TEXTE À LIRE:
II. Cuisiner comme chez soi ou la tentative d'un
conservatisme actif
A l'inverse de Shumeï qui a beaucoup modifié ses
pratiques alimentaires et est ouverte aux découvertes culinaires, deux
des étudiants interrogés manifestent une réserve par
rapport aux aliments et préparations des autres pays. Il s'agit de Tsu
Tsu Tuï chinoise et de Abdelbaki, étudiant tunisien. Comment
comprendre leur volonté de conserver des pratiques les plus proches
possibles de leurs pays ? Comment expliquer l'expression de la
continuité alimentaire qu'ils expriment ? Pour eux, leurs pratiques en
France sont dans la continuité de leurs pratiques alimentaires dans
leurs pays d'origine.
Manuel Calvo162 proposait de
réfléchir sur les pratiques alimentaires en situation de
migration à partir de l'idée de continuum alimentaire. Il
différencie trois styles alimentaires possibles pour les migrants.
Le style dichotomique est celui dans
lequel les faits et les pratiques alimentaires continuent à être
basés sur la culture d'origine, même si la personne migrante a
incorporé plusieurs éléments des techniques appartenant
à la société d' insertion. Il correspondrait selon lui
à une étape transitoire d'accommodation, et serait
caractérisé par un remplacement partiel des techniques, d'une
acquisition des pratiques limitée à l'incorporation des
techniques et de manières de faire simplifiées, rapides et
adaptées au mode de vie urbanisé. Les pratiques culinaires se
veulent pragmatiques, instrumentales, et sont faites d'alternances et de
superpositions culturelles.
Ce style caractérise Tsu Tsu Tuï et Abdelbaki
comme nous allons essayer de le démontrer. Ce qu'il faut voir dès
à présent, c'est que derrière l'affirmation de la
continuité, percent des modifications liées à la
société d'accueil.
Le style duel est
caractérisé en priorité par la coexistence des deux
cultures. Il s'agit d'une double participation intériorisée,
propre à la période d'adaptation, d'un style panaché,
formé d'éléments variés avec des substituts
culturels solides. Ce style correspond bien à l'atttitude en cuisine de
Shumeï.
Le style anomique est quant à
lui défini par la perte totale des normes de la culture d'origine sans
que cela soit remplacé par une acquisition des normes de la
société d'accueil. Il est selon nous beaucoup trop extrême
et n'est pas représenté parmi une population
d'étudiants163.
162 Manuel Calvo, « Migration et alimentation » in
Cahiers de sociologie économique et culturelle n° 4, p.
77.p 52-89.
163 Nous pensons qu'il ne pourrait exister même chez des
populations non étudiantes. Il reste toujours des marques de la culture
d'origine de l'individu.

CONSIGNES:
1 – Citez fidèlement le texte sur l'alimentation des étudiants migrants, de « Le style anomique » à « d'étudiants163. ».
2 – Prolongez le texte sur l'alimentation des étudiants migrants à partir de l'endroit où il s'arrête.

Données enregistrées
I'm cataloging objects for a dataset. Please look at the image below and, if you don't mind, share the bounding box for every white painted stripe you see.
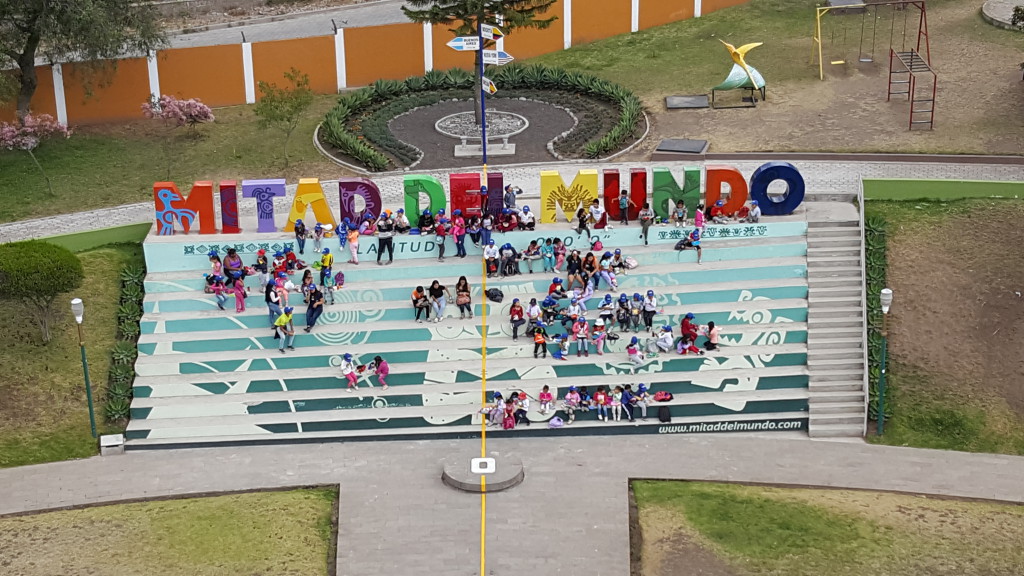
[423,22,434,73]
[242,42,256,104]
[562,0,572,50]
[145,50,160,99]
[495,14,506,52]
[50,63,68,126]
[334,28,348,92]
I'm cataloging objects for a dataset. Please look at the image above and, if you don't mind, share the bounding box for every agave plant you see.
[111,342,138,366]
[106,382,132,401]
[103,398,131,422]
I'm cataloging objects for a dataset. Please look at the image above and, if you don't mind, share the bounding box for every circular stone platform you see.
[441,452,525,494]
[981,0,1024,30]
[434,110,529,138]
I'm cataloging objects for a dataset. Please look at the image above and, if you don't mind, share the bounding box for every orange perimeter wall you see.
[345,23,423,86]
[0,66,57,122]
[63,58,150,124]
[0,0,765,124]
[251,36,335,98]
[157,44,246,106]
[572,0,630,46]
[640,0,703,30]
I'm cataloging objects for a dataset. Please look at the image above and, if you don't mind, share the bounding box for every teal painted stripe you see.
[302,416,473,433]
[139,307,807,355]
[140,286,807,334]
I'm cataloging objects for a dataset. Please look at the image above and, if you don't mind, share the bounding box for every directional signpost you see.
[449,36,480,52]
[447,24,515,166]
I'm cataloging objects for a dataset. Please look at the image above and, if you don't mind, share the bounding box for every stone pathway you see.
[0,433,1024,576]
[170,0,409,48]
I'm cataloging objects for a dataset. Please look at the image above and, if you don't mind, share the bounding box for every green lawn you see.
[537,0,817,99]
[865,199,1024,455]
[0,244,142,467]
[633,481,1024,576]
[0,95,340,223]
[0,488,338,576]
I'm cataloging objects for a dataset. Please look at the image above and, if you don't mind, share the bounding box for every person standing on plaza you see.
[295,219,306,254]
[374,356,391,390]
[263,282,281,327]
[377,210,394,265]
[273,306,295,354]
[305,284,324,332]
[640,202,654,246]
[452,210,466,258]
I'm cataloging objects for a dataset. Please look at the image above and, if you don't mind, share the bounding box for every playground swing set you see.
[811,0,938,130]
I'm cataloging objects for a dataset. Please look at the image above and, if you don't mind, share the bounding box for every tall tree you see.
[0,0,166,119]
[401,0,558,124]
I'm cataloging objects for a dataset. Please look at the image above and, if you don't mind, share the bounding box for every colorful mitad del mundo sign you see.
[153,162,805,236]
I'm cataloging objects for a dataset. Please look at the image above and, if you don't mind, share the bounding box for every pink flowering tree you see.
[142,94,215,136]
[142,94,215,180]
[0,114,71,196]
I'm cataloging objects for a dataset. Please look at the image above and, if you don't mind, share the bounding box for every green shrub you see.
[111,341,138,366]
[0,240,85,343]
[864,216,892,420]
[103,398,131,422]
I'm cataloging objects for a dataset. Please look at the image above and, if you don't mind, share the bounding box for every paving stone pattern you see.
[0,434,1024,576]
[6,160,1024,242]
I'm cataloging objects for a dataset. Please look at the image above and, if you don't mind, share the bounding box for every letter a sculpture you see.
[712,40,765,106]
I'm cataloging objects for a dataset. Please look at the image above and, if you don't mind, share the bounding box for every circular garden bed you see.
[316,64,646,172]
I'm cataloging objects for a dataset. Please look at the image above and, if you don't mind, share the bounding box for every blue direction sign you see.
[483,50,515,66]
[447,36,480,52]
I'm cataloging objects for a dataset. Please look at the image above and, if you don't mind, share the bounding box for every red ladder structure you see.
[886,1,938,130]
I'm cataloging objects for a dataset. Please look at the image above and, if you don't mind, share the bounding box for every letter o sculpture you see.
[751,162,806,216]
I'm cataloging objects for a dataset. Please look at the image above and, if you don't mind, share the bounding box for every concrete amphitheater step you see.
[119,405,807,450]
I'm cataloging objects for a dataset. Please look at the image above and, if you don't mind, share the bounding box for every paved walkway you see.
[170,0,409,48]
[0,435,1024,576]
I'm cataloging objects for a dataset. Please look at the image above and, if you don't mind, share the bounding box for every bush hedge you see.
[321,63,644,172]
[864,216,892,421]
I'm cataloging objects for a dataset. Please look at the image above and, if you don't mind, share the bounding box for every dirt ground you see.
[888,202,1024,416]
[634,486,1024,576]
[627,0,1024,155]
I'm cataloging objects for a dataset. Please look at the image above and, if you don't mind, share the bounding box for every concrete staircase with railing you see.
[807,203,867,438]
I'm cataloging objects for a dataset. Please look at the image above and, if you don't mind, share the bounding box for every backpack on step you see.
[657,406,672,423]
[486,288,505,303]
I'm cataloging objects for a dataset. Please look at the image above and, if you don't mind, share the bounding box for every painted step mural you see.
[127,221,808,447]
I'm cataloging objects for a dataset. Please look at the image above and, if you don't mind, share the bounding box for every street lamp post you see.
[71,298,96,438]
[879,288,893,436]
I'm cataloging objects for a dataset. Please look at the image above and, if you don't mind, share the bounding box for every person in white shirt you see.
[483,235,499,278]
[526,298,541,327]
[519,206,537,230]
[590,198,604,230]
[643,290,657,330]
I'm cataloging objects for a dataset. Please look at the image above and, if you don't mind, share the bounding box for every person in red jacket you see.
[680,312,700,342]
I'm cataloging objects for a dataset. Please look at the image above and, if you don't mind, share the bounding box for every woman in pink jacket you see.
[452,210,466,258]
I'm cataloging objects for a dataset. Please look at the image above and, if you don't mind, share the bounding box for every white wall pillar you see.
[50,63,68,126]
[145,50,161,99]
[423,22,434,74]
[334,28,348,92]
[242,42,256,104]
[562,0,572,50]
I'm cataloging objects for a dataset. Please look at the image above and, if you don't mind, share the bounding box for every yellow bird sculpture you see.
[719,39,764,86]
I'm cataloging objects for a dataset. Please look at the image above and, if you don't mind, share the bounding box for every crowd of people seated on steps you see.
[204,190,761,354]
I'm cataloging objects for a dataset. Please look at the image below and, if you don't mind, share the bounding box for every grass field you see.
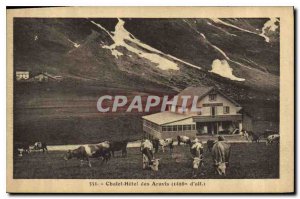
[13,143,279,179]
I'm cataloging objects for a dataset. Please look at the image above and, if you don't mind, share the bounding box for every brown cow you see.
[212,141,231,175]
[109,140,128,157]
[64,142,110,167]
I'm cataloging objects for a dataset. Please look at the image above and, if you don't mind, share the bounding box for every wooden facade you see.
[143,87,243,139]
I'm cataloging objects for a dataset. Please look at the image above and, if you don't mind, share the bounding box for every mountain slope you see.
[14,18,279,99]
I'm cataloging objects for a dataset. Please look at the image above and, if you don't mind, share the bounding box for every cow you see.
[64,142,111,167]
[260,130,278,138]
[206,139,216,152]
[190,141,204,177]
[177,136,192,146]
[152,138,173,153]
[266,134,280,145]
[14,144,30,157]
[31,142,48,153]
[141,139,160,171]
[212,141,231,176]
[242,130,259,142]
[109,140,128,157]
[251,133,259,143]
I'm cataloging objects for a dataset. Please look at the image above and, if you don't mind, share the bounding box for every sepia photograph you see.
[7,7,294,193]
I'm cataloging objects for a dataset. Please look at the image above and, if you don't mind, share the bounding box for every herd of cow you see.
[141,136,231,177]
[15,131,280,177]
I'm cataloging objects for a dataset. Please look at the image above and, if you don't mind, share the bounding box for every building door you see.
[211,106,216,117]
[207,122,218,135]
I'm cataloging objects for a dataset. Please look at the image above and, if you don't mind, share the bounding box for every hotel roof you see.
[142,111,194,125]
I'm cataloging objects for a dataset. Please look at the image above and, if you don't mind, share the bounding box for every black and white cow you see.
[152,138,173,153]
[206,139,216,152]
[190,141,204,177]
[212,141,231,175]
[30,142,48,153]
[266,134,280,145]
[177,135,192,146]
[64,141,111,167]
[141,139,160,171]
[14,144,30,157]
[109,140,128,157]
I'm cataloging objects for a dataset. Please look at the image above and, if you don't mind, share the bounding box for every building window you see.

RÉPONSES AUX CONSIGNES:
1 –
Le style anomique est quant à
lui défini par la perte totale des normes de la culture d'origine sans
que cela soit remplacé par une acquisition des normes de la
société d'accueil. Il est selon nous beaucoup trop extrême
et n'est pas représenté parmi une population
d'étudiants163.

2 –
1) La différence structurelle des cuisines
française et chinoise explique le maintien des pratiques culinaires
d'origine de Tsu Tsu Tuï
Faisant décrire à Tsu Tsu Tuï des repas
pris en Chine et des repas pris en France, nous avons constaté une
similitude très forte dans la composition de sa semaine alimentaire, mis
à part pour le petit déjeuner. Elle prépare en France les
mêmes plats qu'elle mange en Chine, mais il s'agit essentiellement de
plats simples, parce que les plats plus compliqués aussi plus typiques
sont moins facilement réalisables en France en raison du manque
d'ingrédients. Elle goûte peu à la cuisine française
et manifeste une réserve par rapport à celle-ci. Elle a
essayé de manger à la cantine mais elle n'aime pas « la
manière française, à la cantine, euh y 'a toutes les
choses ensemble, mélangées, je n 'aime pas les plats à
manger ensemble ». La structure des repas est différente. Elle
veut comme en Chine avoir des plats différents dans des assiettes
séparées, le riz doit obligatoirement être à part,
« le riz avec les petits plats c 'est typiquement chinois
».
Sa réserve pour la cuisine française peut
s'expliquer par la grande distance entre la cuisine française et la
cuisine chinoise164. La cuisine des autres pays est une nourriture
concoctée et manipulée par d'« autres ».
L'appréhension devant la cuisine étrangère peut être
comprise comme le résultat à la fois de la crainte devant la
composition d'aliments inconnus, de la répulsion (dégoût)
envers la nature de ces aliments, et du fait qu'ils ont été
préparés par un «autre». Cette analyse vaut
spécifiquement pour la cantine.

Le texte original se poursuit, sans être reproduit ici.